■ **WHAT IS EXPECTED**
Copy out the following lines word for word.
━━━━━ MATERIAL SHOWN
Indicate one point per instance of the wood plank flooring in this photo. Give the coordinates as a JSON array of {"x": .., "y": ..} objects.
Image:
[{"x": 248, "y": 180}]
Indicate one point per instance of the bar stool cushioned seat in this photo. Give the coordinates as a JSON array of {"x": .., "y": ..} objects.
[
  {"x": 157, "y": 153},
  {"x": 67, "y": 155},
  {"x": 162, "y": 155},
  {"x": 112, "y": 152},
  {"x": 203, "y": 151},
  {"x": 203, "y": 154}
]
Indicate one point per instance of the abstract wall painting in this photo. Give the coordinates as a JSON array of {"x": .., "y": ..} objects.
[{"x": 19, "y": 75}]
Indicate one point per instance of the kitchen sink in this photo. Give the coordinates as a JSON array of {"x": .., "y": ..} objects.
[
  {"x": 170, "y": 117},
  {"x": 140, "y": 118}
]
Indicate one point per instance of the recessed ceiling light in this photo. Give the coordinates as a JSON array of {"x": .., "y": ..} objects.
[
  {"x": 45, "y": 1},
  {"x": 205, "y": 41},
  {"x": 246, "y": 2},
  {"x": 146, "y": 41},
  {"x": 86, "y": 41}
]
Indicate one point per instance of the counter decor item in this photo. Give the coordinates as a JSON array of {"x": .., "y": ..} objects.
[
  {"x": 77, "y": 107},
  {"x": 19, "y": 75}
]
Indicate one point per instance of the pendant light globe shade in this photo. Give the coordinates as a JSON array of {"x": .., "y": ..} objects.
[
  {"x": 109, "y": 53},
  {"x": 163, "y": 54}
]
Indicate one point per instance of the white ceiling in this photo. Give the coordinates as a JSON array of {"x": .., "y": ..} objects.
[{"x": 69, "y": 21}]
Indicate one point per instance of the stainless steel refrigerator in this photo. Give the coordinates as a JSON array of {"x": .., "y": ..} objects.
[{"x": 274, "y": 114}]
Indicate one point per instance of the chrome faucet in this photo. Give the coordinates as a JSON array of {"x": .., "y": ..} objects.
━━━━━━━━━━
■ **SOLUTION**
Indicate one point per instance of the wood plank flooring in this photo. Give the coordinates as a JSON array of {"x": .., "y": ..} objects.
Image:
[{"x": 248, "y": 180}]
Indicate one point per instance of the bar stool cushioned seat in this photo. Give the coordinates as a JSON array of {"x": .., "y": ..} objects.
[
  {"x": 157, "y": 153},
  {"x": 67, "y": 155},
  {"x": 162, "y": 155},
  {"x": 112, "y": 152},
  {"x": 203, "y": 151},
  {"x": 203, "y": 154}
]
Indicate one point per instance of the abstract wall painting in this photo. Give the coordinates as a JSON array of {"x": .., "y": ..} objects.
[{"x": 19, "y": 75}]
Indicate one point per instance of the kitchen sink in this photo. Give the coordinates as a JSON array of {"x": .., "y": ..} objects.
[
  {"x": 170, "y": 117},
  {"x": 140, "y": 118}
]
Indicate one point per instance of the recessed ceiling light in this photo. Give the coordinates as a JSON array of {"x": .., "y": ..} objects.
[
  {"x": 45, "y": 1},
  {"x": 205, "y": 41},
  {"x": 246, "y": 2},
  {"x": 146, "y": 41},
  {"x": 86, "y": 41}
]
Indicate one point per instance of the counter decor item in this photo. Give the coordinates as a JSON array of {"x": .., "y": ..} objects.
[
  {"x": 77, "y": 107},
  {"x": 19, "y": 75}
]
Indicate one point per instance of the pendant light globe shade in this photo. Give the coordinates as a JSON array of {"x": .., "y": ..} objects.
[
  {"x": 109, "y": 53},
  {"x": 163, "y": 54}
]
Indicate one point per instance of the white ceiling in this photo. Give the coordinates as a JSON array of {"x": .., "y": ..} objects.
[{"x": 69, "y": 21}]
Indicate one point per instance of the stainless steel refrigerator in this photo. Give the coordinates as a JSON array of {"x": .., "y": ..} objects.
[{"x": 274, "y": 114}]
Indicate one point per instance of the chrome faucet in this photo. Give the coordinates as a JSON array of {"x": .., "y": ..} objects.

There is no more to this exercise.